- _Stated problem_
Copy each line in the rows below that contains the word "white", and leave out the rest.

++++ Recorded information ++++

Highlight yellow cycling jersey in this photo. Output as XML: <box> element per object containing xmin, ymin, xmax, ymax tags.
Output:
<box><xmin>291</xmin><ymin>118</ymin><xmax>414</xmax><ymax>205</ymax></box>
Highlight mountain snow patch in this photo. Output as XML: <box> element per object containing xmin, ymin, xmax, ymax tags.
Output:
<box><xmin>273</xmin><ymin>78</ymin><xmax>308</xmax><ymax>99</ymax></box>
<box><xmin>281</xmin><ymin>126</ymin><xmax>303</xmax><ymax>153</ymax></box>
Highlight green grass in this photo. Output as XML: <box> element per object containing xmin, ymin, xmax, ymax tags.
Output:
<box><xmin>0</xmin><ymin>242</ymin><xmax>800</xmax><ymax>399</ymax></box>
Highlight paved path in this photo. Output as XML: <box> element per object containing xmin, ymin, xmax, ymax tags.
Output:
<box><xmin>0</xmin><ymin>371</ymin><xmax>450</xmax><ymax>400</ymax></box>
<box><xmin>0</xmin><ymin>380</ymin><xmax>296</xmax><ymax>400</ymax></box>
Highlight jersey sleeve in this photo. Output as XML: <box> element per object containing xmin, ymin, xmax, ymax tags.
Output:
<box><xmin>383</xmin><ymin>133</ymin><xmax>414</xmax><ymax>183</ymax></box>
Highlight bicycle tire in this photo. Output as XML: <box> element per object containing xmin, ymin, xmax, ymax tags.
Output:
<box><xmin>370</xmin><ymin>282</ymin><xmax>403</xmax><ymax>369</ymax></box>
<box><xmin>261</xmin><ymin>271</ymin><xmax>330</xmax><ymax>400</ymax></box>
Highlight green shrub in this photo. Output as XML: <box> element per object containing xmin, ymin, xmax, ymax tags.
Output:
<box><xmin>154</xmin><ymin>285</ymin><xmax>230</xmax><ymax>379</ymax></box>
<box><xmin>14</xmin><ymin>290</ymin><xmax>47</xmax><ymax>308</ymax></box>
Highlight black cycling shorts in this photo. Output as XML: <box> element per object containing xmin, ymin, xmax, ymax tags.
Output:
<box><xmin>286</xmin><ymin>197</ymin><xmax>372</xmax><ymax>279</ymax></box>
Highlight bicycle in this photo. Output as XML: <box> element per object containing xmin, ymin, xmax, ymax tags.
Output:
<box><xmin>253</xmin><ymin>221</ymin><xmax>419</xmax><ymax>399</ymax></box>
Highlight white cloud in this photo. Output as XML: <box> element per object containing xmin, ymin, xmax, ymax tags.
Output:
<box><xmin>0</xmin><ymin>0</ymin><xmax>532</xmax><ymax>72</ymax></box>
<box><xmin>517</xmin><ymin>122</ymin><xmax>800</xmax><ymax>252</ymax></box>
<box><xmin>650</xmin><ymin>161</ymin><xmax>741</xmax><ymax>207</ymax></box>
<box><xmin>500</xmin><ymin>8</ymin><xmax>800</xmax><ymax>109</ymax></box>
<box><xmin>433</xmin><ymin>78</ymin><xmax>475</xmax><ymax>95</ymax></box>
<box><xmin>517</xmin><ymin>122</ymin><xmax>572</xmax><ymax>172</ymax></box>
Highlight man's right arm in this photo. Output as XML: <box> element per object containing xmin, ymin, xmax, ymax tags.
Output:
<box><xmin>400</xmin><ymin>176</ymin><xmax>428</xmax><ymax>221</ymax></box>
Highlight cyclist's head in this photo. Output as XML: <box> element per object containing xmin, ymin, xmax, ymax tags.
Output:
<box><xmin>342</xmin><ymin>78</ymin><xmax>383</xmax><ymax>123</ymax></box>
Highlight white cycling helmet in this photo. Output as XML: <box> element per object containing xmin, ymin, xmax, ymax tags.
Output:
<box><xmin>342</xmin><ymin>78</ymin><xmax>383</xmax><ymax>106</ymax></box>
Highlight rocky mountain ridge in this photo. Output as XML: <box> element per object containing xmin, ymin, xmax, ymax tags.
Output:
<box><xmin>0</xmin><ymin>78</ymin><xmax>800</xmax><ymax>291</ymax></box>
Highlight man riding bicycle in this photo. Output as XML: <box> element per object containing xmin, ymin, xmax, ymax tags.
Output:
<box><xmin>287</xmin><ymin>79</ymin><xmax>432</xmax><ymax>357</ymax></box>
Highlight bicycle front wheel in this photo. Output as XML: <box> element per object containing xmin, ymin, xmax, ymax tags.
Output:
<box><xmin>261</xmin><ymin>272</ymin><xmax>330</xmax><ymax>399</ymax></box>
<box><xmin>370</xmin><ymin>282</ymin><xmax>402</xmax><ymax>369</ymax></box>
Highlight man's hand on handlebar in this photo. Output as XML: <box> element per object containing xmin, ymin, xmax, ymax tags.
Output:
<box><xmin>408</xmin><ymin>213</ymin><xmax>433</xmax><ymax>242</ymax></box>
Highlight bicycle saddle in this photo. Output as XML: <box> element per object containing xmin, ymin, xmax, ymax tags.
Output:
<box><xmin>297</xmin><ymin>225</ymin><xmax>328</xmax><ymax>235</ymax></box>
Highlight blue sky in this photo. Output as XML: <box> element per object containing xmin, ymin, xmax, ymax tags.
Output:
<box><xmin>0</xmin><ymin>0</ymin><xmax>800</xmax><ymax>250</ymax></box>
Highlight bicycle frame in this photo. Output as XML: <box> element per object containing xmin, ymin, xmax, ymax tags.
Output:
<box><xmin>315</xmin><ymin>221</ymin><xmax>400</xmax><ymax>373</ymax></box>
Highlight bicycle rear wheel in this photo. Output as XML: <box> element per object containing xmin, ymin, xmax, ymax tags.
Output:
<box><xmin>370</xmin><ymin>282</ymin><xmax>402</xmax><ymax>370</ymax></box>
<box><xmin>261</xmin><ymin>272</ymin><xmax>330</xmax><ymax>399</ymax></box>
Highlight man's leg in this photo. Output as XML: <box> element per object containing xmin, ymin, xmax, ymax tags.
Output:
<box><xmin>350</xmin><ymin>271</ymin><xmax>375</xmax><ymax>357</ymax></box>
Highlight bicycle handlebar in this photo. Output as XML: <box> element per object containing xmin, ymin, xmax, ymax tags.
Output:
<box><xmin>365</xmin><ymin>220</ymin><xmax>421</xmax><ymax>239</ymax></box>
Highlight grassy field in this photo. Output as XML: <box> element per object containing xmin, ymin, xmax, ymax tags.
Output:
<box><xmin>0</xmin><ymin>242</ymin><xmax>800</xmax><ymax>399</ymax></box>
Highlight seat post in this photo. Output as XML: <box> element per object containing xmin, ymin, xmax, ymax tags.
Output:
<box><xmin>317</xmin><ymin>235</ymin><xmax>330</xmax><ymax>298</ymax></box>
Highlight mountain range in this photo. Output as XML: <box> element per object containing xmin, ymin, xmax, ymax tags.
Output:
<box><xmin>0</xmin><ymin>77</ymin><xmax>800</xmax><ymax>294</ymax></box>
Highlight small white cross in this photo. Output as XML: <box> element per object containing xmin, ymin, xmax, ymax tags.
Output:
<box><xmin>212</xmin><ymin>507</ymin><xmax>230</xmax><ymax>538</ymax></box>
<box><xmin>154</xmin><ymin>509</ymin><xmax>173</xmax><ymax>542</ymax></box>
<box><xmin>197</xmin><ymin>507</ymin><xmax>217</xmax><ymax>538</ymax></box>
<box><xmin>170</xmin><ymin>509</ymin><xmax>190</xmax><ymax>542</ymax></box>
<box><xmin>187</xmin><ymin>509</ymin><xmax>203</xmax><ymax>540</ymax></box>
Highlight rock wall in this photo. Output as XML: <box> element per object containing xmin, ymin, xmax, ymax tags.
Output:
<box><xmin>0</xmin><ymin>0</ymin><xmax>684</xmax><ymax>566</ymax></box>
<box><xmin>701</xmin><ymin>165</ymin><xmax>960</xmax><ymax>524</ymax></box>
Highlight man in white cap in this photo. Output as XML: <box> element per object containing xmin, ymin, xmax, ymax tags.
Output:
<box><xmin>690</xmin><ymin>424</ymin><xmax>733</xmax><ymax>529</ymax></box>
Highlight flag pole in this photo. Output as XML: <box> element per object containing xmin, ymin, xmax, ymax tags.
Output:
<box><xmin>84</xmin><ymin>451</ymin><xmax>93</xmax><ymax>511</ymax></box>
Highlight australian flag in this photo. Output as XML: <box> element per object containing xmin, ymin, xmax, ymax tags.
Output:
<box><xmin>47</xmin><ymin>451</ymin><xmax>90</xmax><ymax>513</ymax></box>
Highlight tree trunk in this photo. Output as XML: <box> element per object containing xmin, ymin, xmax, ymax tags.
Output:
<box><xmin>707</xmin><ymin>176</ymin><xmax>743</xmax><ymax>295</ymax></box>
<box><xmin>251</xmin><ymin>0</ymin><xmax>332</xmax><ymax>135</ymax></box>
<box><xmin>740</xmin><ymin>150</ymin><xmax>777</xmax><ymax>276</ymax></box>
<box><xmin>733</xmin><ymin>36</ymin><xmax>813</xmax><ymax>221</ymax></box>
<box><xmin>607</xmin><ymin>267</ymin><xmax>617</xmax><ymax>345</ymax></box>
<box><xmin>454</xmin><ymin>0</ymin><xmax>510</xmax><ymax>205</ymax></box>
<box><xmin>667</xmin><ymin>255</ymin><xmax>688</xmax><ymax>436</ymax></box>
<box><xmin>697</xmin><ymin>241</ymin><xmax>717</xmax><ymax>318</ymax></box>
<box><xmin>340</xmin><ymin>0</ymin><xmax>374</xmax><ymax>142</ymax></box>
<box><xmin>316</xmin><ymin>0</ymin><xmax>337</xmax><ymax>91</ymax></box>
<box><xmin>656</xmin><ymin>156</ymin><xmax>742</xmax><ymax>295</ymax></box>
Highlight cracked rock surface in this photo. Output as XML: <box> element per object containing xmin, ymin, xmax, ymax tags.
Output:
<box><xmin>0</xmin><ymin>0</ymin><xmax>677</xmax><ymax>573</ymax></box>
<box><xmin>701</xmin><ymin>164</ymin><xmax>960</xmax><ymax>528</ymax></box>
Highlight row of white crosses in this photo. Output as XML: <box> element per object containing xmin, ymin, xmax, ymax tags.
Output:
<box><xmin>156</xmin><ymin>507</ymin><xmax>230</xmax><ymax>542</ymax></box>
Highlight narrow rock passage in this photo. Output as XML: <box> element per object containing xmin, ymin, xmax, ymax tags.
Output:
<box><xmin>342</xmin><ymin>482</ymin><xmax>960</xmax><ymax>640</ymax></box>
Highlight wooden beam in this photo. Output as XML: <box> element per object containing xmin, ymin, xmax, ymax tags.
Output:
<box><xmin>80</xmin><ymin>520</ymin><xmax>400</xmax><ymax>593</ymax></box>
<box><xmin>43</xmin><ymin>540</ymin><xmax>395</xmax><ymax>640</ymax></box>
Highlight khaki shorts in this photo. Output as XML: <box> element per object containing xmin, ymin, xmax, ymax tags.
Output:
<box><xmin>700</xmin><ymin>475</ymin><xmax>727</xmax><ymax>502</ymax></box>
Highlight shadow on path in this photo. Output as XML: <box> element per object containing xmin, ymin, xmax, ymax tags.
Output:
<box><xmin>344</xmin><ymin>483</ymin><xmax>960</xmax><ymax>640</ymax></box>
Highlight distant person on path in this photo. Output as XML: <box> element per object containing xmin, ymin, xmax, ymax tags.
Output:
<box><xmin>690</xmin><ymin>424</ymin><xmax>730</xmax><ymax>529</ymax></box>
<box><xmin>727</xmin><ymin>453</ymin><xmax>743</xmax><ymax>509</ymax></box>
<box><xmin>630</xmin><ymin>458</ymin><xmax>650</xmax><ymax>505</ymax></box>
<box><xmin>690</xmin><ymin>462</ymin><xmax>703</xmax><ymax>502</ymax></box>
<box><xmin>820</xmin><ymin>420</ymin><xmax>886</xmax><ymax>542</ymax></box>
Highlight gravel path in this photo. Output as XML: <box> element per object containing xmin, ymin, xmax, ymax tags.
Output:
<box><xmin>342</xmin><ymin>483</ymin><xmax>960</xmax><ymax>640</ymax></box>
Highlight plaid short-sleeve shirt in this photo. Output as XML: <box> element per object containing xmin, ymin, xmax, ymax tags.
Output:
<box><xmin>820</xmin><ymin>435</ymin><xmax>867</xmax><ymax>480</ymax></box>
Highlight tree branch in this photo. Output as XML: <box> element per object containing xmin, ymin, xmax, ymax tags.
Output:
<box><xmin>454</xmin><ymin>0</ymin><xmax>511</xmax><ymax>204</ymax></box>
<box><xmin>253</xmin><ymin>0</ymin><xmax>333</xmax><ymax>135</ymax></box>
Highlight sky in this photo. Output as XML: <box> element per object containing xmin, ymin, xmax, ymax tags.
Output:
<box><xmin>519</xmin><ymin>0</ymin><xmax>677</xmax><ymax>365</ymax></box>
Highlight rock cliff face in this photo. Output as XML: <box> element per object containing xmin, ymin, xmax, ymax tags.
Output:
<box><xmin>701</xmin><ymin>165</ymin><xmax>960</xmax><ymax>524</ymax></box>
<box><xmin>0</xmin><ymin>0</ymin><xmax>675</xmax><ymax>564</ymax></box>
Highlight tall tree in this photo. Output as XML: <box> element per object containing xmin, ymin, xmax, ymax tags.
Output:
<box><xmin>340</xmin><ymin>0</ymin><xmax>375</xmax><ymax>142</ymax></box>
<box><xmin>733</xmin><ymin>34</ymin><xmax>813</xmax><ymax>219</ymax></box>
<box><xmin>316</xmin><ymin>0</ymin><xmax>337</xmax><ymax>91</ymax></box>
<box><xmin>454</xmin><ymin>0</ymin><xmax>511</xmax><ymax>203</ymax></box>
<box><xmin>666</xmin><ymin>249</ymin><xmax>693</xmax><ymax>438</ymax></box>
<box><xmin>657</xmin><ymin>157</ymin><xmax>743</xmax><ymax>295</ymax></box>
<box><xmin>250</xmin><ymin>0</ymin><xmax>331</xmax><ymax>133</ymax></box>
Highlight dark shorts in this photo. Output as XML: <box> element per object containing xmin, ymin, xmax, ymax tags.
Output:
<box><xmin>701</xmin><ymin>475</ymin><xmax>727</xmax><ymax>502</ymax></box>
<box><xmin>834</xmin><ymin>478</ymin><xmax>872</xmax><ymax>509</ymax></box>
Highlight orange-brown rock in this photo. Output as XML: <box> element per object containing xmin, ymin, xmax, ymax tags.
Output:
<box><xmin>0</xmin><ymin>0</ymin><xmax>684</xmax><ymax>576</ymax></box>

++++

- _Exercise answer_
Highlight white cloud in this photo. Output as XML: <box> element per object containing xmin, ymin, xmax, ymax tags.
Highlight white cycling helmet in this photo. Output as XML: <box> element per object containing xmin, ymin, xmax, ymax tags.
Highlight small white cross in this photo. Output as XML: <box> element per object containing xmin, ymin, xmax, ymax tags.
Highlight man in white cap in this photo. Output as XML: <box> element per object containing xmin, ymin, xmax, ymax tags.
Highlight row of white crosses in this photo. Output as XML: <box> element per object containing xmin, ymin, xmax, ymax tags.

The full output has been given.